#### [Reading text]

HENRY FOOL (Sony Pictures Classics) Directed by Hal Hartley Simon can feel something's on the way. Standing in the street near his home in Queens, Simon puts his ear to the ground and picks up the sound of Henry's footsteps, coming steadily down the street. The peripatetic Henry brings with him a message, part of which is revealed in the first words he says to Simon: "Get up off your knees."
Aptly named, Simon Grim (James Urbaniak) is a garbageman whose mouth is a frozen frown. With his rigid hair, unflattering glasses and mousy manner, Simon is the kind of man who feels he has to tell people "I'm not retarded," since his demeanor suggests otherwise. Henry Fool (Thomas Jay Ryan) is Simon's polar opposite, a verbose, passionate wanderer who seeks out new worlds to conquer. Henry is in the process of writing his "confession," a multi-volume autobiography that he promises will "blow a hole right through the world's own idea of itself" when it's published, and, at Henry's urging, Simon puts pencil to paper and creates a poem so controversial it divides first his community, then the literary world.
"Henry Fool," which won writer-director Hal Hartley the prize for Best Screenplay at this year's Cannes Film Festival, is a deft, sometimes perplexing comedy-drama that stubbornly refuses to bow to convention or to soft-sell its darker, more upsetting aspects in the name of drawing a wider audience. And why compromise anyway? It's stories like this one that put the "independent" back into "independent film."
Hartley has crafted a demanding, sometimes funny, sometimes bleak tale of a houseful of people thrown off-balance by fate's unexpected twists and turns. In the beginning, Simon is the kind of guy who appears to have never gotten a break in life: He always looks like someone has just offended him. Henry, with the quizzical face of a big suspicious cat and eyes like lasers, sees the potential within this underachiever and forces it out. Simon's loud-mouthed, promiscuous sister Fay (Parker Posey) likes to pretend she's much younger and sexier than she really is, and she's perturbed when Henry doesn't automatically make advances on her. Fay and Simon's mother (Maria Porter) spends most of her days stretched out on the couch, although it's never clear if she's actually sick or just a hypochondriac who wants attention. By the time the quartet's story wraps up, nearly a decade later, personalities will have evolved, fortunes will have reversed and births, deaths and disclosed secrets will have changed everyone markedly.

#### [Entries]
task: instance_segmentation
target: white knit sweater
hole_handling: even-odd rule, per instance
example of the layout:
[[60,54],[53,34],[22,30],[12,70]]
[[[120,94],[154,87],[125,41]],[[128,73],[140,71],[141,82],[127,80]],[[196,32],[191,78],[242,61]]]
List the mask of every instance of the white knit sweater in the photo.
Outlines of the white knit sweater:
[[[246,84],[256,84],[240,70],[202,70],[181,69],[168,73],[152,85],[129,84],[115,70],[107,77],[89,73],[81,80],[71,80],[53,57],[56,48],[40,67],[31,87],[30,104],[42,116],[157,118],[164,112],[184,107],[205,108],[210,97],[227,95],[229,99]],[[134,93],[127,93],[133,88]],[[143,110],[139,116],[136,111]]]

#### [Objectives]
a. In the film review, what work does Simon Grim do?
b. Copy the review's wording between "Aptly named, Simon" and "the literary world.", inclusive.
Rely on the review alone, not on the records.

#### [Replies]
a. He is a garbageman.

b.
Aptly named, Simon Grim (James Urbaniak) is a garbageman whose mouth is a frozen frown. With his rigid hair, unflattering glasses and mousy manner, Simon is the kind of man who feels he has to tell people "I'm not retarded," since his demeanor suggests otherwise. Henry Fool (Thomas Jay Ryan) is Simon's polar opposite, a verbose, passionate wanderer who seeks out new worlds to conquer. Henry is in the process of writing his "confession," a multi-volume autobiography that he promises will "blow a hole right through the world's own idea of itself" when it's published, and, at Henry's urging, Simon puts pencil to paper and creates a poem so controversial it divides first his community, then the literary world.